EXTRACTED TEXT:

Numerous researchers have also investigated the use of artificial neural networks (ANNs) to predict the performance metrics of agricultural machineries. ANNs excel at capturing complex non-linear relationships between input and output data, making them invaluable for modelling various agricultural equipment (Anantachar et al., 2010; Pareek et al., 2021). Recently, metaheuristic search algorithms, particularly evolutionary algorithms (EAs) such as genetic algorithms and differential evolution are favoured for their faster convergence rates and cost-effectiveness in optimization tasks. In particular, Particle Swarm Optimization (PSO) has gained attention for its efficacy in modelling the operations of various agricultural machinery (Pareek et al., 2023). PSO has been found to outperform traditional statistical techniques in modelling precision (Kumar et al., 2009; Anantachar et al., 2010). Researchers have employed a range of optimization techniques aimed at identifying the optimal configurations of operating parameters to enhance the efficiency of agricultural machinery operations. By leveraging these advanced methods, significant improvements in the performance and reliability of agricultural equipment can be achieved. At present, RSM and ANN have been widely used in structural design and operation optimization of agricultural machinery (Anantachar et al., 2010; Pareek et al., 2021; Pareek et al., 2023). The integration of these optimization techniques with ANN models represents a promising avenue for further advancements in agricultural machinery technology. Xue et al. (2021) optimized the performance of green forage maize harvester header using a combined Response Surface Methodology (RSM) - Artificial Neural Network (ANN) Approach. Therefore, Response Surface Method (RSM) and combined Artificial Neural Network (ANN)-Particle Swarm Optimization (PSO) approach is proposed in the study for optimizing, modelling and predicting the performance parameters of the cotton stalk puller.

PROVIDED DATA:
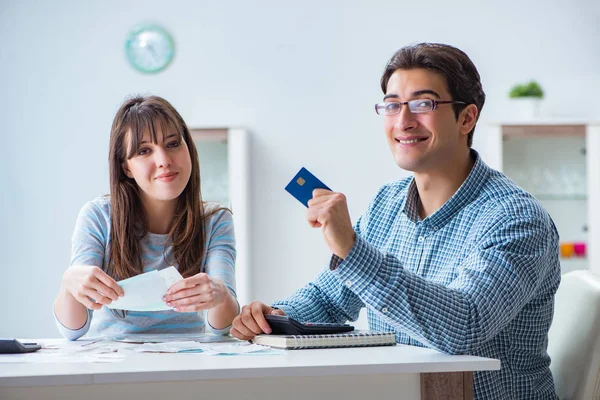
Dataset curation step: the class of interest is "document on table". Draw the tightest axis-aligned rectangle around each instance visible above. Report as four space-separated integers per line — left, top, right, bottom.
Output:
106 267 183 311
108 333 240 343
0 338 284 364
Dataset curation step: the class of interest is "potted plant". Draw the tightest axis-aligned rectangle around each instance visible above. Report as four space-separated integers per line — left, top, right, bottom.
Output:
508 80 544 119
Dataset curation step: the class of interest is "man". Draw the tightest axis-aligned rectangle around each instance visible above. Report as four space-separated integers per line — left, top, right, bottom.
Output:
231 43 560 400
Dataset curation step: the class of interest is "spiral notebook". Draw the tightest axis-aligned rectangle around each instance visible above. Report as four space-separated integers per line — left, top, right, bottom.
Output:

WORK TASK 1:
In the passage on optimizing agricultural machinery, what did Xue et al. (2021) optimize using a combined RSM-ANN approach?
WORK TASK 2:
Carry on the passage on optimizing agricultural machinery, starting after its last sentence.
The records are separate material and have no connection to the passage on optimizing agricultural machinery.

EXERCISE OUTPUT 1:
The performance of a green forage maize harvester header.

EXERCISE OUTPUT 2:
Consequently, the aim of this study was to develop a device that could completely uproot cotton stalks and other alike deep-rooted crops. However, it was necessary to optimise the performance of the developed cotton stalk puller to get maximum uprooting efficiency and to refine the development in future. Therefore, a study was undertaken to find the optimal combination of the operational (counter-rotating drum speed, forward speed) and design parameter (drum inclination) which directly affect the performance of machine in the field.